___ Records to process

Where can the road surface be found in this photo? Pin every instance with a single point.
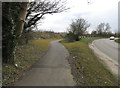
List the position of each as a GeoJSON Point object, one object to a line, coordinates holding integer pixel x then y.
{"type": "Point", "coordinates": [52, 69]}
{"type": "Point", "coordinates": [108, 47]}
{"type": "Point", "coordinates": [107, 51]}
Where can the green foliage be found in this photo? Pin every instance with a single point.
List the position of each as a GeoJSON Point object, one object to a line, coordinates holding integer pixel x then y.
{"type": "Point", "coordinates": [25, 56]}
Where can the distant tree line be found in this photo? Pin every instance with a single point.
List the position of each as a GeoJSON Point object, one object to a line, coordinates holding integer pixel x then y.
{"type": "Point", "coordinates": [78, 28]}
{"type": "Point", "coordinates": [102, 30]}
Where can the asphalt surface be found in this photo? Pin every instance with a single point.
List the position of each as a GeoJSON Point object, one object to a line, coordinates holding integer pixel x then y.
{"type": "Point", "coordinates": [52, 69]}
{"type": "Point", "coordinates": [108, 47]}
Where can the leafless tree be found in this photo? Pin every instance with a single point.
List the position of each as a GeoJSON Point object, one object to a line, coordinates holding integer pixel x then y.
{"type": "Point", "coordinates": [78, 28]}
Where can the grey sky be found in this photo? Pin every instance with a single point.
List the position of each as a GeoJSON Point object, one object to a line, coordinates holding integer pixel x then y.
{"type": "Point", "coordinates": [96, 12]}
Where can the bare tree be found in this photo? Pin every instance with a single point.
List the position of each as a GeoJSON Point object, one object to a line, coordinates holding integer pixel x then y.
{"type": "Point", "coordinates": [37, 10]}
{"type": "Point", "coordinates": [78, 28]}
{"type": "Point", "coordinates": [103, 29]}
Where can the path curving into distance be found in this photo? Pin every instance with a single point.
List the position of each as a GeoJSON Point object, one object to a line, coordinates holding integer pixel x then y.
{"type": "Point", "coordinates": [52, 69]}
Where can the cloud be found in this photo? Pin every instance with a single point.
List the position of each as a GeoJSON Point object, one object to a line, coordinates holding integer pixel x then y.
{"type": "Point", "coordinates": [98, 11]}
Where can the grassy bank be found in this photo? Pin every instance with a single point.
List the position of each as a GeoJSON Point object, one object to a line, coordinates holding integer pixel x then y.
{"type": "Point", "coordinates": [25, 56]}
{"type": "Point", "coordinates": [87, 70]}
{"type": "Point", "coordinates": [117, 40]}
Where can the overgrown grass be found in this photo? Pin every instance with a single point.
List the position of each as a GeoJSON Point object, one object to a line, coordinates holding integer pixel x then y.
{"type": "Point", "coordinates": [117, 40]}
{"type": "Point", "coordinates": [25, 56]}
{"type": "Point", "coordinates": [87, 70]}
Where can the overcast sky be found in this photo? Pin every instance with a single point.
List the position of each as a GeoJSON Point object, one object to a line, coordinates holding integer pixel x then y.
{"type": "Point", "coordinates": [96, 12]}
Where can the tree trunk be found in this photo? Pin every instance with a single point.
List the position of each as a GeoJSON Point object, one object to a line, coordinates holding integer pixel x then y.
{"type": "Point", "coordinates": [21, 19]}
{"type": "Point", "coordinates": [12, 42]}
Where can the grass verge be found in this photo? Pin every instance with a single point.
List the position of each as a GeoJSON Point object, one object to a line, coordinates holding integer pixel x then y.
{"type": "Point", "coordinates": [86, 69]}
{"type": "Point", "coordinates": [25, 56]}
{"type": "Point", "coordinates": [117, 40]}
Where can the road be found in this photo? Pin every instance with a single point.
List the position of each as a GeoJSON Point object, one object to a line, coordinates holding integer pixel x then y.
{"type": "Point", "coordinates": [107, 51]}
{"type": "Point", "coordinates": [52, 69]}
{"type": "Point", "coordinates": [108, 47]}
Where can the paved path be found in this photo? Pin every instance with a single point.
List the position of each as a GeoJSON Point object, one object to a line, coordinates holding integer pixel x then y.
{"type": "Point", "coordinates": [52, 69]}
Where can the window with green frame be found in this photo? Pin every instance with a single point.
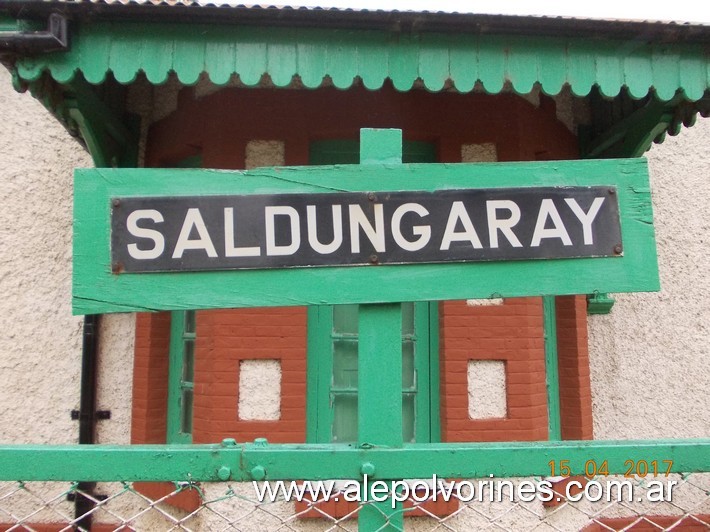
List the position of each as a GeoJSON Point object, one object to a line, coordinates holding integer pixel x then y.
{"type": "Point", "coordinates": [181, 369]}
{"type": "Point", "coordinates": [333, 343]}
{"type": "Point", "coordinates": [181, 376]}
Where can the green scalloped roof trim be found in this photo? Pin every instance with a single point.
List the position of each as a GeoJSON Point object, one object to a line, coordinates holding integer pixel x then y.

______

■ **Problem to work on**
Repeat the lines above exactly, and keep every picture out.

■ **Exercise solution**
Where can the road surface be found in this photo? Pin every instance with a single point.
List the position of each as a GeoJSON Point object, one object to a line, coordinates holding integer pixel x then y.
{"type": "Point", "coordinates": [52, 69]}
{"type": "Point", "coordinates": [108, 47]}
{"type": "Point", "coordinates": [107, 51]}
Where can the green foliage be found in this photo? Pin every instance with a single point.
List the position of each as a GeoJSON Point object, one object to a line, coordinates holding integer pixel x then y.
{"type": "Point", "coordinates": [25, 56]}
Where can the distant tree line be found in this photo? Pin every instance with a single point.
List the position of each as a GeoJSON Point object, one object to a line, coordinates holding integer pixel x then y.
{"type": "Point", "coordinates": [78, 28]}
{"type": "Point", "coordinates": [102, 30]}
Where can the asphalt surface be found in this photo? Pin every instance with a single point.
List the position of each as a GeoJSON Point object, one object to a line, coordinates holding integer pixel x then y.
{"type": "Point", "coordinates": [52, 69]}
{"type": "Point", "coordinates": [108, 47]}
Where can the leafless tree be found in this photo? Pin every instance with a single point.
List the position of each as a GeoJSON Point object, one object to a line, coordinates holding integer pixel x then y.
{"type": "Point", "coordinates": [78, 28]}
Where can the grey sky be found in this photo? Pin every instance with a single point.
List the position of each as a GeoJSON Point object, one object to a line, coordinates holding integer pixel x then y.
{"type": "Point", "coordinates": [96, 12]}
Where can the bare tree be found in this photo? Pin every instance with a single point.
List the position of each as a GeoJSON Point object, one object to a line, coordinates holding integer pixel x then y.
{"type": "Point", "coordinates": [37, 10]}
{"type": "Point", "coordinates": [78, 28]}
{"type": "Point", "coordinates": [103, 29]}
Where can the path curving into distance be found in this photo? Pin every instance with a single point.
List the position of each as a GeoJSON Point object, one object to a line, coordinates holding integer pixel x then y.
{"type": "Point", "coordinates": [52, 69]}
Where can the cloud be found in this photo? Pin every instance with a single point.
List the position of each as a GeoJSON Point object, one object to a line, coordinates holding integer pixel x then y.
{"type": "Point", "coordinates": [98, 11]}
Where can the grassy bank be found in this photo? Pin every instance with a single point.
List the position of each as a GeoJSON Point object, one object to a line, coordinates holding integer pixel x then y.
{"type": "Point", "coordinates": [25, 56]}
{"type": "Point", "coordinates": [87, 70]}
{"type": "Point", "coordinates": [117, 40]}
Where can the overgrown grass be found in this photo? Pin every instance with a single point.
List the position of each as a GeoJSON Point object, one object to a line, coordinates holding integer pixel x then y.
{"type": "Point", "coordinates": [117, 40]}
{"type": "Point", "coordinates": [25, 56]}
{"type": "Point", "coordinates": [87, 70]}
Where can the overcast sky be found in this photo? Pin every instance with a single point.
List the position of each as a GeoJSON Point object, one object to a line, coordinates holding integer pixel x then y.
{"type": "Point", "coordinates": [96, 12]}
Where can the tree trunk be found in this photo? Pin every instance with a single point.
List the position of each as a GeoJSON Point object, one object to a line, coordinates holding integer pixel x then y.
{"type": "Point", "coordinates": [21, 19]}
{"type": "Point", "coordinates": [12, 42]}
Where can the grass verge be found in this photo? Pin every instance with a single point.
List the position of each as a GeoJSON Point object, one object to a line, coordinates holding integer pixel x then y.
{"type": "Point", "coordinates": [86, 69]}
{"type": "Point", "coordinates": [25, 56]}
{"type": "Point", "coordinates": [117, 40]}
Where can the road be found in this photo? Pin every instance with a single point.
List the position of each as a GeoJSON Point object, one object to a line, coordinates holding integer pixel x then y.
{"type": "Point", "coordinates": [107, 51]}
{"type": "Point", "coordinates": [52, 69]}
{"type": "Point", "coordinates": [108, 47]}
Where can the paved path be found in this photo? Pin every instance with a single point.
List the position of each as a GeoJSON Point object, one object to a line, coordinates holding integer pixel x then y.
{"type": "Point", "coordinates": [52, 69]}
Where can the window with green frame be found in this photo? Pin every instance with a single point.
List the position of each as a GeoJSON Point object, one object to a line, coordinates holding integer pixel x then y.
{"type": "Point", "coordinates": [181, 369]}
{"type": "Point", "coordinates": [333, 343]}
{"type": "Point", "coordinates": [181, 376]}
Where can the green scalloped roof trim be found in this photo? Pin every instance with a single point.
List the position of each as a GeoJSON Point object, one object to a line, coordinates holding integer pixel x then y.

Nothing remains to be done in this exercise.